BEGIN Record extracts

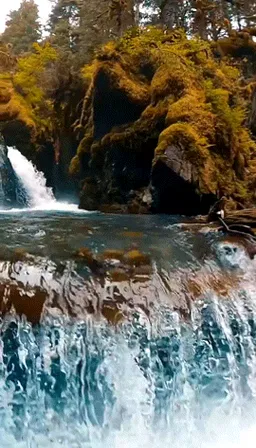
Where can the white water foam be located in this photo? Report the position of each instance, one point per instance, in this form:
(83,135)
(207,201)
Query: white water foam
(40,197)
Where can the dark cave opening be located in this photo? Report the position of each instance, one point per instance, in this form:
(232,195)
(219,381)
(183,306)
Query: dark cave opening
(111,107)
(173,195)
(131,167)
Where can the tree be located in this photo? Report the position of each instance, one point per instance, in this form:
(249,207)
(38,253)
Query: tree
(22,27)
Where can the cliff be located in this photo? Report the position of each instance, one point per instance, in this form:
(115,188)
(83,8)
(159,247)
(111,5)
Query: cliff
(163,128)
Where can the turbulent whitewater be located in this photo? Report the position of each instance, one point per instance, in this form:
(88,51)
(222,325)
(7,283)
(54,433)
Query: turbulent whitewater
(38,195)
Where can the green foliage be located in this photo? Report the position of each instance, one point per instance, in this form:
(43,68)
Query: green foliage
(29,81)
(193,103)
(22,27)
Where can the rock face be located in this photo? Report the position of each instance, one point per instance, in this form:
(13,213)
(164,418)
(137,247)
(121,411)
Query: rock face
(162,128)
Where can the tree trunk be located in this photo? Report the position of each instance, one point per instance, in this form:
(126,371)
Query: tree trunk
(169,13)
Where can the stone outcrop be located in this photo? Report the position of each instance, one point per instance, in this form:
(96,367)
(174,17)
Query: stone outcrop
(163,128)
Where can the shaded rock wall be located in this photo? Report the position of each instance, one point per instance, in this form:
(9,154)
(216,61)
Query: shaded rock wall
(163,128)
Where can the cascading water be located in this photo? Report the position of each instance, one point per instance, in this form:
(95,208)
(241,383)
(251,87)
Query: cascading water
(33,181)
(38,195)
(11,191)
(178,370)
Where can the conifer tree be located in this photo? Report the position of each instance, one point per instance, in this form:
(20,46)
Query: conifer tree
(23,28)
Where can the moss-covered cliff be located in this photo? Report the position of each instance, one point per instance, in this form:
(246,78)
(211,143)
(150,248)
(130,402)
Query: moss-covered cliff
(164,127)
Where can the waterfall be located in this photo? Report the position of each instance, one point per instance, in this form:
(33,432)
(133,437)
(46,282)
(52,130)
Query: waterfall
(38,195)
(33,181)
(11,191)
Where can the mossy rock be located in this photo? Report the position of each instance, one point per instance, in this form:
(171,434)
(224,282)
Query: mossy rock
(189,133)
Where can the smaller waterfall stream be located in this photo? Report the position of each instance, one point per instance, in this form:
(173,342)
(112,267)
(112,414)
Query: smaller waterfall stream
(38,195)
(33,181)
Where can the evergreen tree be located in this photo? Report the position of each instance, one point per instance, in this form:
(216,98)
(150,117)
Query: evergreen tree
(22,27)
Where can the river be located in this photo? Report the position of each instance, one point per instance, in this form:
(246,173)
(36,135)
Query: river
(100,348)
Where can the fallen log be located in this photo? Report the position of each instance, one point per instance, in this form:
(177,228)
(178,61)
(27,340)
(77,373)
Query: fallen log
(246,216)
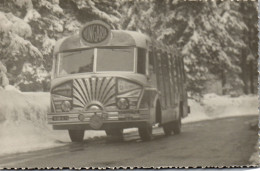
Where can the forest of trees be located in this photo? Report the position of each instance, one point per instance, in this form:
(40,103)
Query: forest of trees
(218,38)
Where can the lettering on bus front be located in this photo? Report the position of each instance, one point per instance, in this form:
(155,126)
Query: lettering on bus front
(95,33)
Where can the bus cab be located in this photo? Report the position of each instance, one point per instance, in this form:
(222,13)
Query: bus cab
(110,80)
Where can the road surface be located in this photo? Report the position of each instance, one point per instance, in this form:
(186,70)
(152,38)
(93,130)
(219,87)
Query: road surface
(221,142)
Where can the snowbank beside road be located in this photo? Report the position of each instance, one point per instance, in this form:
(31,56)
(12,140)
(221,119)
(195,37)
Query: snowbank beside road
(213,106)
(23,124)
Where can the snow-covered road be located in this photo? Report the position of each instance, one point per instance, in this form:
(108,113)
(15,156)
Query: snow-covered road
(23,124)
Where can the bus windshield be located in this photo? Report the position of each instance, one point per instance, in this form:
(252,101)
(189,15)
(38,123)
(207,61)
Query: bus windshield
(76,62)
(108,59)
(115,59)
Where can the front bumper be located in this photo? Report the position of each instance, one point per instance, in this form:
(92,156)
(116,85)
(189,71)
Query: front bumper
(81,120)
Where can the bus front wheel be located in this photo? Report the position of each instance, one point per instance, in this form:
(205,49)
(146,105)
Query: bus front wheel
(114,134)
(177,126)
(168,128)
(76,135)
(146,132)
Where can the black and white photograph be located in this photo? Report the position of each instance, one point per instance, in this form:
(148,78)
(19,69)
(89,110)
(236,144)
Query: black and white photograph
(128,84)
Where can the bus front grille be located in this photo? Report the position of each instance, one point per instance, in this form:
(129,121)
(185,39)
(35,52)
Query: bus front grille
(94,91)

END Record extracts

* _Task to complete_:
Reproduce word for word the data above, starting with the line that contains "Where can the snowbank" and continuing through the end of the data.

* _Output for this exercise_:
Where can the snowbank beside road be located in this photo? Report the position of each instance, one point per instance, in this form:
(31,56)
(12,140)
(221,119)
(195,37)
Query: snowbank beside road
(213,106)
(23,124)
Where can the snow-covered road be located in this photo? Report the position of each instance, one point per instance, in this form:
(108,113)
(15,156)
Query: snow-covered road
(23,124)
Where can the bus windshield be located in this photo? Report the position of each instance, one point per instance, in this form:
(252,101)
(189,15)
(38,123)
(207,61)
Query: bus windshield
(76,62)
(108,59)
(115,59)
Where can the front bumper be located in this photo? Report the position of each instance, one point per instance, in this form:
(92,156)
(116,85)
(189,71)
Query: front bumper
(81,120)
Where can the bus front wheel be located in this photo? Report the position of each instance, one point per instance, in this form:
(205,49)
(146,105)
Query: bus front wheel
(114,134)
(177,126)
(168,128)
(76,135)
(146,132)
Where can the black and white photograph be located in this photo? Report the position of each instance, one point per instance, in this form:
(148,78)
(19,69)
(89,110)
(236,144)
Query: black and white photograph
(128,84)
Where can the bus front grille be located in this photo? Report the position of each instance, one point per instance, in this form:
(129,121)
(185,39)
(35,52)
Query: bus front grille
(94,91)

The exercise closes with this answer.